• [CONSIGNE 1]: Extrayez tel quel, du texte sur la complexité des systèmes d'information, le passage qui commence par « Deux approches pour » et se termine par « et de GRDF. ».

Deux approches pour réduire la complexité d’un système d’information

Comment réduire la complexité d’un système d’information ? De multiples voies sont possibles, mais deux domaines méritent d’être traités en priorité : l’organisation des données et les cycles de développement. Les retours d’expériences de Retis et de GRDF.

I – Remettre de l’ordre dans les données : l’exemple de Retis Connected Solutions

Que faire lorsque, dans une organisation, les solutions en place pour manager les données sont peu évolutives, demandent de fortes compétences, s’intègrent difficilement avec un ERP et qu’Excel reste l’outil dominant de gestion des informations ? « Élaborer une vraie gouvernance de la donnée », assure Olivier Créplet, DSI de Retis Connected Solutions, un intégrateur réseau qui réalise 27,5 millions d’euros de chiffre d’affaires avec 140 collaborateurs sur six sites en France. La situation de départ ne pouvait évidemment pas perdurer : « Nous « ramions » depuis deux ans avec notre solution de Business Intelligence, les métiers piochaient dans les données de production pour concevoir des tableaux de bord à leur sauce et nous avions des difficultés à garantir une cohérence des données, d’où des retours négatifs des métiers parce que les données n’étaient pas à jour en même temps. Nous manipulons beaucoup de données et avons construit, au fil du temps, un datawarehouse basé sur une architecture relativement complexe et des solutions Open Source, mais on ne maîtrisait pas totalement les données, ce qui a fini par coûter cher », rappelle Olivier Créplet.

Supprimer les Shadow Data

Résultat : « Nous intervenions en mode pompier avec les métiers, régulièrement insatisfaits, pour répondre à leurs besoins. » Pour Retis Connected Solutions, les enjeux étaient multiples : « Il fallait à la fois simplifier/automatiser, gouverner et sécuriser les données, centraliser et mettre à disposition des métiers les bonnes informations et inciter les métiers à n’utiliser que notre datawarehouse. » Le DSI de Retis a basé sa stratégie de simplification sur quatre piliers. Le premier vise à simplifier l’architecture autour d’un seul outil. « Cette simplification passe également par une gouvernance avec un périmètre défini, une diminution des charges d’exploitation pour la DSI et une mise à disposition des données plus simple pour les métiers », précise Olivier Créplet. Deuxième pilier : la rapidité. « Pour répondre plus vite aux besoins des métiers, nous avons mis en place un nouveau projet BI avec une gestion plus fine des données », ajoute le DSI de Retis. Le troisième pilier concerne l’adaptabilité. « Il s’agit de maîtriser l’évolution des modèles de données et de pouvoir en connecter de tous types », résume Olivier Créplet. Enfin, il s’agit de garantir l’exactitude et la sécurité des données. « La DSI doit être la garante des données qu’elle maîtrise, elles doivent être qualifiées et le métier n’a qu’une seule source de données », explique Olivier Créplet.

• [ENREGISTREMENTS CONSERVÉS]:
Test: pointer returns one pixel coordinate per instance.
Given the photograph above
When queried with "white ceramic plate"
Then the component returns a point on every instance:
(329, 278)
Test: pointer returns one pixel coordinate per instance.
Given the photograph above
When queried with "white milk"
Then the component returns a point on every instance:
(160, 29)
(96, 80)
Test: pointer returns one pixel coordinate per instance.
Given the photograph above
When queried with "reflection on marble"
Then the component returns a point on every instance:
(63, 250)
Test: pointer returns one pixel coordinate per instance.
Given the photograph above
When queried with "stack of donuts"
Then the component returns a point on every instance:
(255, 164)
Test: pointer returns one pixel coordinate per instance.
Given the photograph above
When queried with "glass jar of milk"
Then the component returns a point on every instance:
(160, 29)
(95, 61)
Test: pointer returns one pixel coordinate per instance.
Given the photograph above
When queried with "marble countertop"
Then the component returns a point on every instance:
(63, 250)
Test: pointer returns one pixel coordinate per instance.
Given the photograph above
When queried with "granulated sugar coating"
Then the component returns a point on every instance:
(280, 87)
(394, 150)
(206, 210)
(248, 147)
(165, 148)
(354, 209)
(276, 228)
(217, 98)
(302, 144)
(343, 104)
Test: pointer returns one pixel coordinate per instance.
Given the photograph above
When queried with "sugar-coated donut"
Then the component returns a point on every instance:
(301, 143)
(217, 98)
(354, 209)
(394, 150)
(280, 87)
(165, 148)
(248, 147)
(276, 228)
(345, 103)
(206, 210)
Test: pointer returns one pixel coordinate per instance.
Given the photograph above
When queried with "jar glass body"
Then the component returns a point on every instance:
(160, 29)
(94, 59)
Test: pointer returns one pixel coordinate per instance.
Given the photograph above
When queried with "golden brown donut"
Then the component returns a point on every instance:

• [CONSIGNE 2]: Rassemblez toutes les lignes des enregistrements où figure la chaîne « white », en tenant compte de la casse.

• [RÉPONSE RÉDIGÉE 1]:
Deux approches pour réduire la complexité d’un système d’information

Comment réduire la complexité d’un système d’information ? De multiples voies sont possibles, mais deux domaines méritent d’être traités en priorité : l’organisation des données et les cycles de développement. Les retours d’expériences de Retis et de GRDF.

• [RÉPONSE RÉDIGÉE 2]:
When queried with "white ceramic plate"
When queried with "white milk"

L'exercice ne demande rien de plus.